REQUIREMENT A:
Please restate the email about renaming SARA from "For example, I" to "each rating does.", replacing "rating categories" with "score levels".

EXCERPT PROVIDED:
(begin)
[EM] [CES #15135] Renaming SARA to "majority score"
elections at jenningsstory.com
Thu Oct 27 17:37:49 PDT 2016
Wouldn't it be possible to abuse rule 2 to cause chaos?
For example, I change someone from "accept" to "reject", which would
trigger his elimination. But if he is the last candidate with over 50
points, that triggers rule 2 to be skipped entirely, resurrecting (him and)
one or more other candidates, which changes the winner. IIA violation?
On Thu, Oct 27, 2016 at 11:27 AM, Jameson Quinn <jameson.quinn at gmail.com>
> I'm renaming the system I'd called SARA to "majority score voting
> <http://wiki.electorama.com/wiki/Majority_score_voting>". The SARA
> acronym is nice, but it relies on putting the rating categories out of
> their natural order (which would be the much-uglier "SAAR").
> I've also renamed some of the rating categories; they are now "support,
> assist, accept, reject" with a default of "accept". I believe that these
> words give a better intuitive sense of what each rating does.
> I've done some significant work on the wiki page. In particular, I showed
> criteria compliances. I also went through minor spoiler, chicken dilemma,
> and center squeeze scenarios, showing both honest results and probable
> tactics. One important note is that chicken dilemma truncation tactics will
> definitely backfire for a subfaction that's smaller than 25% if there's any
> subfaction that's larger than 25% (which must be the case in a two-way CD).
(end)
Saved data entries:
(begin)
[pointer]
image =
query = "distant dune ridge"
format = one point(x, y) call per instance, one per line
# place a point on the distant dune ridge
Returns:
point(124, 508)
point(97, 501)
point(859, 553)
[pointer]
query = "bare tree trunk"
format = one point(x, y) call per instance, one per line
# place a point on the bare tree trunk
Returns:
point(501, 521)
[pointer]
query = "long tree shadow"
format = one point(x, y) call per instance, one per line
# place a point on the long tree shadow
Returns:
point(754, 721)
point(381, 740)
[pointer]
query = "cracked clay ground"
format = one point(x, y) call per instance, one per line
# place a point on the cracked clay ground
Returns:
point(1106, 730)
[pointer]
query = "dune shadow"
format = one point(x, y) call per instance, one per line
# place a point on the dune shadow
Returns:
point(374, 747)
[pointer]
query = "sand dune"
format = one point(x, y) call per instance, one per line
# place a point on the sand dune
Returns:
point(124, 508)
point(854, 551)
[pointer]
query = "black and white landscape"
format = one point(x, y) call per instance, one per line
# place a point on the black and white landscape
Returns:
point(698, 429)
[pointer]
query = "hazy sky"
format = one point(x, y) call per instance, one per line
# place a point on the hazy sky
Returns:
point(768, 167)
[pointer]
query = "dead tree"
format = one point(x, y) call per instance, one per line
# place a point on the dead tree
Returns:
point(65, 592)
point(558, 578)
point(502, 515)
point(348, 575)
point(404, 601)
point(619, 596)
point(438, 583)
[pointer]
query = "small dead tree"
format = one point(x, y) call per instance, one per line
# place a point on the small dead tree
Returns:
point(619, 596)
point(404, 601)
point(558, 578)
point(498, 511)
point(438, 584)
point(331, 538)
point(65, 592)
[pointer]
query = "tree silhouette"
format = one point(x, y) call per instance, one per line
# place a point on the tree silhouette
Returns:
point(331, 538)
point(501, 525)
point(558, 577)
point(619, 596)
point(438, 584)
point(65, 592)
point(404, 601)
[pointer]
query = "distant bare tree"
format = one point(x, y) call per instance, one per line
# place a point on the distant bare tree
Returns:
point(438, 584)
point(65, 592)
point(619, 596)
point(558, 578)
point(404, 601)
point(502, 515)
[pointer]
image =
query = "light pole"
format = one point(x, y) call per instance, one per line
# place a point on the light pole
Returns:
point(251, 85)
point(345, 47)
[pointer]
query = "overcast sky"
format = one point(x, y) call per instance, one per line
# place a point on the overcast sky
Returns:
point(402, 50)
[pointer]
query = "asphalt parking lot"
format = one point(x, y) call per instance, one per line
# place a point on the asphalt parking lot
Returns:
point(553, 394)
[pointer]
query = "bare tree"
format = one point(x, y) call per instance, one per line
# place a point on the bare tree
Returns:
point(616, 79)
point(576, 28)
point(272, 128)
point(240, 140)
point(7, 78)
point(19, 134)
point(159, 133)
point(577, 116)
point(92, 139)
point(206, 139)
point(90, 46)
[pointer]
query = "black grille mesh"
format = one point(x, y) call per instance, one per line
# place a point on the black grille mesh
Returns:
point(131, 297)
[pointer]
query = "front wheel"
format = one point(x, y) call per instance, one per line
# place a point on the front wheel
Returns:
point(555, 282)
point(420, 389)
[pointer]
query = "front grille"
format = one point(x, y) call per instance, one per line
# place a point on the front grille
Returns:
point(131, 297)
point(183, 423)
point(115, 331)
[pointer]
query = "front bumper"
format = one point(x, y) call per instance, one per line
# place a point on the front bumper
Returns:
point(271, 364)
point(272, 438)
(end)
REQUIREMENT B:
Repeat the listing from its first line through the line with "point(859, 553)", that line included, and nothing more.

WRITTEN REPLY A:
For example, I change someone from "accept" to "reject", which would
trigger his elimination. But if he is the last candidate with over 50
points, that triggers rule 2 to be skipped entirely, resurrecting (him and)
one or more other candidates, which changes the winner. IIA violation?
On Thu, Oct 27, 2016 at 11:27 AM, Jameson Quinn <jameson.quinn at gmail.com>
> I'm renaming the system I'd called SARA to "majority score voting
> <http://wiki.electorama.com/wiki/Majority_score_voting>". The SARA
> acronym is nice, but it relies on putting the score levels out of
> their natural order (which would be the much-uglier "SAAR").
> I've also renamed some of the score levels; they are now "support,
> assist, accept, reject" with a default of "accept". I believe that these
> words give a better intuitive sense of what each rating does.

WRITTEN REPLY B:
[pointer]
image =
query = "distant dune ridge"
format = one point(x, y) call per instance, one per line
# place a point on the distant dune ridge
Returns:
point(124, 508)
point(97, 501)
point(859, 553)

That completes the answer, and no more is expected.